+++ Extract

The French decision to become a nuclear power dates back to the 1950's and the Fourth Republic; France developed a nuclear weapons capability under De Gaulle and the Fifth Republic. The initial goal of France's nuclear program was to develop a strategic nuclear capability which would enhance France's political prestige and its military security. Militarily, the force served largely as a mechanism to help guarantee that any Soviet attack on Europe would be met with a nuclear response, thus hopefully dissuading the Soviets from attacking Europe with their superior conventional forces. The French strategic nuclear force consists of 18 land-based intermediate range ballistic missiles, 48 submarine-launched ballistic missiles and weapons carried on the Mirage IV aircraft.1

Only late in the 1960's did French strategic thinking begin to accept the need for a flexible nuclear response capability, already doctrine for the United States and the other NATO allies. Flexible response called for a broader range of choices of responses to a Soviet attack. In the late sixties, France thus undertook to develop a tactical nuclear capability and delivery system. This system—the Pluton surface-to-surface missile on a mobile launcher with a range of 60 to 70 miles—is now being deployed with French Army units near France's border with West Germany. When fully deployed the system reportedly will include 120 missiles with 10 to 15 kiloton warheads.? France probably also has some Mirage and Jaguar aircraft configured for a tactical nuclear role.



The Constitution of the Fifth French Republic provides that the President of the Republic is the commander of the Armed Forces:

Article 15. The President of the Republic is commander of the Armed Forces. He shall preside over the high councils and committees of national defense.3

* Prepared by Stanley R. Sloan, Analyst in European Affairs, Foreign Affairs Division, Sept. 19, 1975. 1 International Institute for Strategic Studies. The Military Balance 1974-75. London, 1974. Pp. 76–77. 2 Pretty, R. T. and Archer, D. H. R., ed. Jane's Weapon Systems, 1974–75. London, Jane's Yearbooks, 1974. Pp. 36–37. 3 Translations from DeVries, Henry P. Materials for the French Legal System 12 (1969).

Article 16 of the constitution is more specific about the nature of the President's responsibilities to the Republic and the Nation:

Article 16. When the institutions of the Republic, the independence of the Nation, the integrity of its territory, or the fulfillment of its international commitments are threatened in a grave and immediate manner and when the regular functioning of the constitutional governing authorities is interrupted, the President of the Republic shall take such measures as the circumstances require, after consultation with the Premier, the presidents of the assemblies, and the Constitutional Council.

++++++
+++ Dataset section

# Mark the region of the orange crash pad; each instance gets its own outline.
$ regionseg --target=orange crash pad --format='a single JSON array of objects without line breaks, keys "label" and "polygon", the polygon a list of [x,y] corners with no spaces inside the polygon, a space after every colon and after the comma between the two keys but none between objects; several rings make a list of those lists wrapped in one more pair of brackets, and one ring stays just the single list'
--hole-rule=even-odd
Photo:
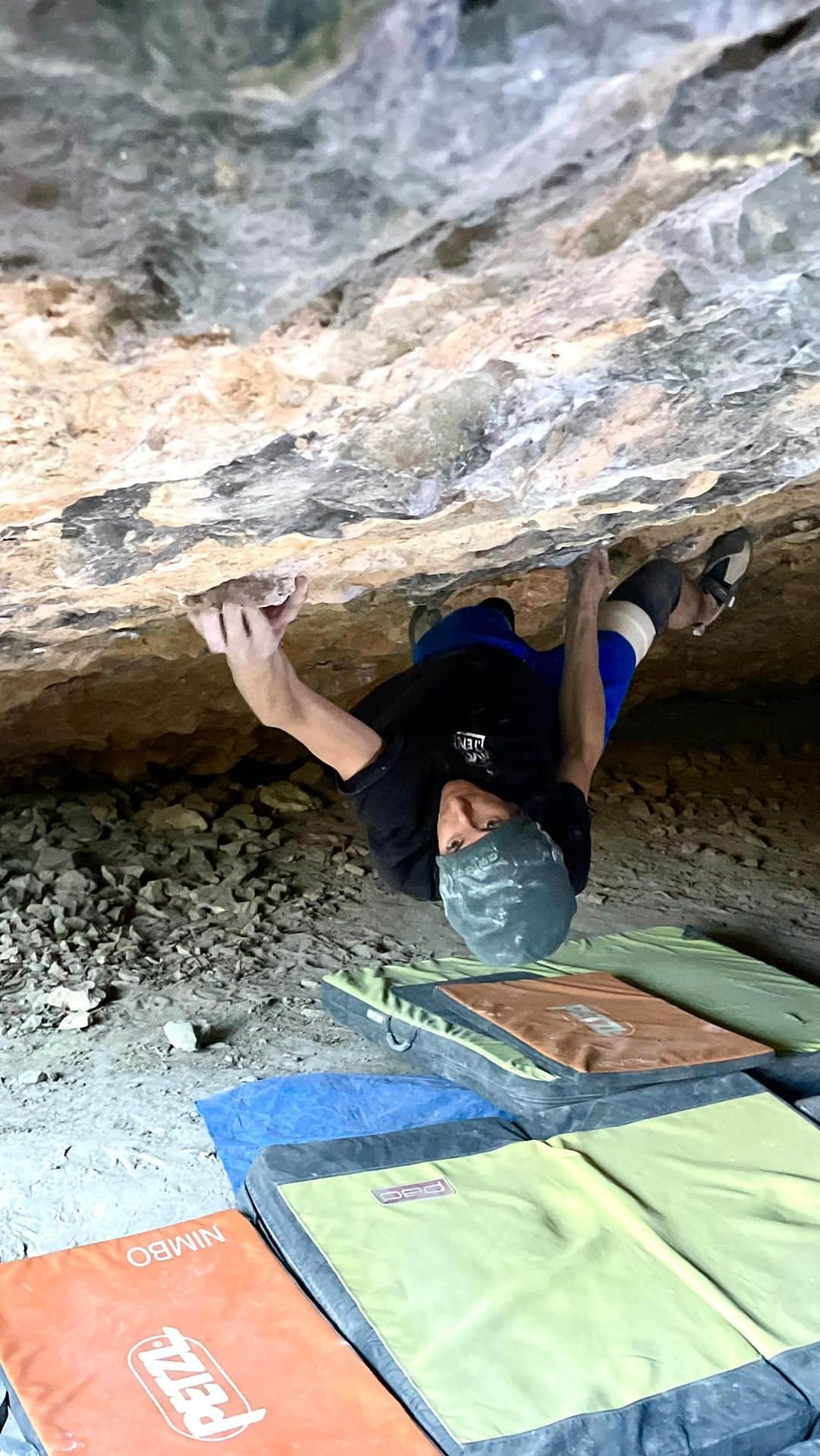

++++++

• [Aim]
Reproduce, word for word, the part of the passage on France's nuclear forces that opens with the words containing "Article 16 of" and closes with "the Constitutional Council.".

• [Solution]
Article 16 of the constitution is more specific about the nature of the President's responsibilities to the Republic and the Nation:

Article 16. When the institutions of the Republic, the independence of the Nation, the integrity of its territory, or the fulfillment of its international commitments are threatened in a grave and immediate manner and when the regular functioning of the constitutional governing authorities is interrupted, the President of the Republic shall take such measures as the circumstances require, after consultation with the Premier, the presidents of the assemblies, and the Constitutional Council.